● RECORD SET:
-- start --

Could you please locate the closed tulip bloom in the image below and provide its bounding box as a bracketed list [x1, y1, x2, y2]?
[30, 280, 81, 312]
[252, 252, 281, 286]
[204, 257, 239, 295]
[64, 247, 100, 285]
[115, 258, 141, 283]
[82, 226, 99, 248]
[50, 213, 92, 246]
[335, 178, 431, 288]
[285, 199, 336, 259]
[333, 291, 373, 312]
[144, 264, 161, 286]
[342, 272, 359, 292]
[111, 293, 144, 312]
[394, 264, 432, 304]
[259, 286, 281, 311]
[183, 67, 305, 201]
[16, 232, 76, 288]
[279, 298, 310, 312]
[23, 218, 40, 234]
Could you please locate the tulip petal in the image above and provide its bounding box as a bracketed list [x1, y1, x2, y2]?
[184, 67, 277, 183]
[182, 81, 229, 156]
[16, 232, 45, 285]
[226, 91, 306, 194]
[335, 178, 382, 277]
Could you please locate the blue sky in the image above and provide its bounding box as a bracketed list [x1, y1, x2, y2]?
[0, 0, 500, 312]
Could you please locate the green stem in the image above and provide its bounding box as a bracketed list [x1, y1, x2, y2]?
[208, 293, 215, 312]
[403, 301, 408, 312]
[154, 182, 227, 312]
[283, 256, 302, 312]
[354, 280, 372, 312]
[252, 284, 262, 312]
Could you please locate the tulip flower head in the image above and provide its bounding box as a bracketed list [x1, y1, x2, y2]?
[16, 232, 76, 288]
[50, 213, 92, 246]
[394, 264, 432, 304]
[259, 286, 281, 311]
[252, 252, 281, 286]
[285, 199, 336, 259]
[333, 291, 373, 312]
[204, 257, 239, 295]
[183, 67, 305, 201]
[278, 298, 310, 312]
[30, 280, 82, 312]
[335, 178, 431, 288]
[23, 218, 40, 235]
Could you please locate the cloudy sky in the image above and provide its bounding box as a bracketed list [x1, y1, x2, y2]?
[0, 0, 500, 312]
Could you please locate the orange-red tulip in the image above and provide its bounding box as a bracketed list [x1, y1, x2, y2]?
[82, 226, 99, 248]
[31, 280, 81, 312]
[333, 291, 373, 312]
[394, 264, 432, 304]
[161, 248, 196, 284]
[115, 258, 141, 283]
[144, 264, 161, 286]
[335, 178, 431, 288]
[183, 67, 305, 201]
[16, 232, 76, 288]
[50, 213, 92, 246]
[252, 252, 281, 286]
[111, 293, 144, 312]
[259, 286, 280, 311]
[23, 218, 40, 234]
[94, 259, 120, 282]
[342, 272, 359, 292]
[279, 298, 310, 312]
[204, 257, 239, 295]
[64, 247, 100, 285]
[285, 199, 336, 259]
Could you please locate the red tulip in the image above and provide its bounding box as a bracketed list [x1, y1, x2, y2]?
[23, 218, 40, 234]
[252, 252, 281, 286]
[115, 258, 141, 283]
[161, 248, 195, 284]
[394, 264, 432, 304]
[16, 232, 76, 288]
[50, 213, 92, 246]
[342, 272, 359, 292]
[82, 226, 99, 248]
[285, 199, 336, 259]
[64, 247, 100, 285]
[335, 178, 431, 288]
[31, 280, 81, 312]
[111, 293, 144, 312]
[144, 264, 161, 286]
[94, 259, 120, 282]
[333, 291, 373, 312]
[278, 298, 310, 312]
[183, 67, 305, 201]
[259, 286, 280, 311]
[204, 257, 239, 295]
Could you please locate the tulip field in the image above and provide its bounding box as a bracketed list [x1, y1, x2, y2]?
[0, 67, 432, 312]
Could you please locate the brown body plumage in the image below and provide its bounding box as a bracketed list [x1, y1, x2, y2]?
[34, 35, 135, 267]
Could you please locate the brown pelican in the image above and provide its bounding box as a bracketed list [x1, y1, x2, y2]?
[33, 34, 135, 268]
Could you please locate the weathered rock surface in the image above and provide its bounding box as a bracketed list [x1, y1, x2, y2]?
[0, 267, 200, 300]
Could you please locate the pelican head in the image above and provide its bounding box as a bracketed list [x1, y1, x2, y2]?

-- end --

Can you set down, unchanged, the lines of the records beginning with the line that contains "Could you please locate the tulip petal" and continuing through the line that contains "[252, 284, 262, 312]", both of those lines included?

Could you please locate the tulip petal in the image above and provide its bounding box as a bracketed list [x1, y1, x2, y2]?
[184, 67, 277, 183]
[182, 81, 229, 156]
[16, 232, 45, 285]
[226, 91, 306, 194]
[335, 178, 382, 277]
Could you please locate the blue sky in the image above and provide its bounding box as a bracketed list [x1, y1, x2, y2]?
[0, 0, 500, 312]
Could you please locate the green stem in the image above and provide its bounding box as a bracketed list [x1, y1, x2, y2]?
[208, 293, 215, 312]
[403, 301, 408, 312]
[154, 182, 227, 312]
[283, 256, 302, 312]
[354, 280, 372, 312]
[252, 284, 262, 312]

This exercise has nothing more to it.